Objective 1
Restate, word for word, the post about the tadpoles in the Uluru rock pools.

Document text

I received a few more excellent photos of Uluru from my Young mate Bruce Hudson. [Well, he's no older than me, and he happens to live on the outskirts of a New South Wales town of that name.]
I was intrigued to hear that, in pools up on the rock, there are tadpoles.
Does this mean that Mr and Mrs Frog climbed (jumped) all the way up there in order to copulate and procreate on the sacred rock? Probably not. I would imagine that it's the familiar story of frog spawn being swept up by gusts of wind and deposited on the surface of Uluru rock pools. Unless, of course, there is some kind of mysterious Aboriginal magic at play...

Objective 2
Rewrite only the records from their first line through the line containing "224 148 L 200", replacing "paved street" with "asphalt road" and leaving everything else unchanged.

Raw records
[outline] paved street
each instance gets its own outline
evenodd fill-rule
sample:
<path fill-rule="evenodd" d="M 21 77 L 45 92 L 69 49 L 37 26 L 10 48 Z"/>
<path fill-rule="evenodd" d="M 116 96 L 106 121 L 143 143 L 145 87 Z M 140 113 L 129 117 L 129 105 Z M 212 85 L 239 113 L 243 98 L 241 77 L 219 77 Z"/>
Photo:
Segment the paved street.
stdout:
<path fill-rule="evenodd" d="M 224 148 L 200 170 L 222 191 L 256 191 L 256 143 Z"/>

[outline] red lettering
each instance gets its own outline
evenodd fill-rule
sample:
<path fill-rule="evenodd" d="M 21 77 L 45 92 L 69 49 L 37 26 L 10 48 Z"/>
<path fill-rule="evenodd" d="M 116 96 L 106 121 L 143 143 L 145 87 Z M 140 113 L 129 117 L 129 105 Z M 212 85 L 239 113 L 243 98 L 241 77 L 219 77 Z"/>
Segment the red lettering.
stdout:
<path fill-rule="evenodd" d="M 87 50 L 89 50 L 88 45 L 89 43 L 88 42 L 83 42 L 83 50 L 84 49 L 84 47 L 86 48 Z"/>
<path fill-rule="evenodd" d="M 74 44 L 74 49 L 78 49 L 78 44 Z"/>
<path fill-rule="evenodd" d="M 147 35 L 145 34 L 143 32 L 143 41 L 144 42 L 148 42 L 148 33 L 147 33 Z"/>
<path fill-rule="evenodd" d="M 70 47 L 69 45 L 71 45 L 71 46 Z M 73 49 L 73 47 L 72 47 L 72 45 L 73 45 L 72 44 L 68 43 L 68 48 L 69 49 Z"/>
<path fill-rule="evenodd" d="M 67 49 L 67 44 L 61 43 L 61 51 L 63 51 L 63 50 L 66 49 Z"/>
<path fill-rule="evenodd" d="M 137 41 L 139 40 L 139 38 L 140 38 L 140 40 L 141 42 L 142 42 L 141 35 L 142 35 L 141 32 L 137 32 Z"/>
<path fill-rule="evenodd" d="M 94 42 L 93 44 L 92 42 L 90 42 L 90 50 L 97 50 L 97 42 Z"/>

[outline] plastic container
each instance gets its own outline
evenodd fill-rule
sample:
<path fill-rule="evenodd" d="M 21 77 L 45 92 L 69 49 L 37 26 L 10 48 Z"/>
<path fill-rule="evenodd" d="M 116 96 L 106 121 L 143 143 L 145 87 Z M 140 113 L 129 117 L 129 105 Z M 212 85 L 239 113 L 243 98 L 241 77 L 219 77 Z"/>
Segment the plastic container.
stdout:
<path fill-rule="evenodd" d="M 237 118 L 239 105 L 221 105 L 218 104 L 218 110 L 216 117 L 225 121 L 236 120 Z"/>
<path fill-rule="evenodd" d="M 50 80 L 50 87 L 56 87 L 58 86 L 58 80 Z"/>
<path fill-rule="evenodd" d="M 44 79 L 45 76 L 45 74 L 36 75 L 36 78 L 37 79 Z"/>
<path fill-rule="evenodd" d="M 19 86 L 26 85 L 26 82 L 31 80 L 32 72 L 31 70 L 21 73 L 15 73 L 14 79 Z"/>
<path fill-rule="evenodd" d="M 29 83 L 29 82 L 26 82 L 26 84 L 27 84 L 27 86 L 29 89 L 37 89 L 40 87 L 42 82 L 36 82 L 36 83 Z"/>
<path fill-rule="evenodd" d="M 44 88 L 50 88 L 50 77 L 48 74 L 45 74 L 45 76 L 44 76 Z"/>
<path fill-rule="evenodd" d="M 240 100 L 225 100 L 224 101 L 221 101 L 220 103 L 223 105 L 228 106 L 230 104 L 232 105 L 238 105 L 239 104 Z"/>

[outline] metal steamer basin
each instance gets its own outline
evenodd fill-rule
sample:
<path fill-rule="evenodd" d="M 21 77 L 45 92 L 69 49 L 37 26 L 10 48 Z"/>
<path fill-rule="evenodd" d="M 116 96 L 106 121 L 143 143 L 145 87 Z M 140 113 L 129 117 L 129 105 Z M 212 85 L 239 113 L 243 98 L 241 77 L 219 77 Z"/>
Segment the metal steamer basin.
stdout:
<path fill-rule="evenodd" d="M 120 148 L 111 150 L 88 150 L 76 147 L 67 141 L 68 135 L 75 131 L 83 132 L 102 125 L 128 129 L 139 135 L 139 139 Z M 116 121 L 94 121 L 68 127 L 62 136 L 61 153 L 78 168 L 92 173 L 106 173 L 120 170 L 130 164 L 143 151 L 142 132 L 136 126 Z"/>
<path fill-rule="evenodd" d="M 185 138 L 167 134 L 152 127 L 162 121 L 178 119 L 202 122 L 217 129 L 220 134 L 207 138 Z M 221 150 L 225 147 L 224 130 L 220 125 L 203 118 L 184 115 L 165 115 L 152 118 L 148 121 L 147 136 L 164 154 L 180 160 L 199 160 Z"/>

Exercise solution 1
I received a few more excellent photos of Uluru from my Young mate Bruce Hudson. [Well, he's no older than me, and he happens to live on the outskirts of a New South Wales town of that name.]
I was intrigued to hear that, in pools up on the rock, there are tadpoles.
Does this mean that Mr and Mrs Frog climbed (jumped) all the way up there in order to copulate and procreate on the sacred rock? Probably not. I would imagine that it's the familiar story of frog spawn being swept up by gusts of wind and deposited on the surface of Uluru rock pools. Unless, of course, there is some kind of mysterious Aboriginal magic at play...

Exercise solution 2
[outline] asphalt road
each instance gets its own outline
evenodd fill-rule
sample:
<path fill-rule="evenodd" d="M 21 77 L 45 92 L 69 49 L 37 26 L 10 48 Z"/>
<path fill-rule="evenodd" d="M 116 96 L 106 121 L 143 143 L 145 87 Z M 140 113 L 129 117 L 129 105 Z M 212 85 L 239 113 L 243 98 L 241 77 L 219 77 Z"/>
Photo:
Segment the asphalt road.
stdout:
<path fill-rule="evenodd" d="M 224 148 L 200 170 L 222 191 L 256 191 L 256 143 Z"/>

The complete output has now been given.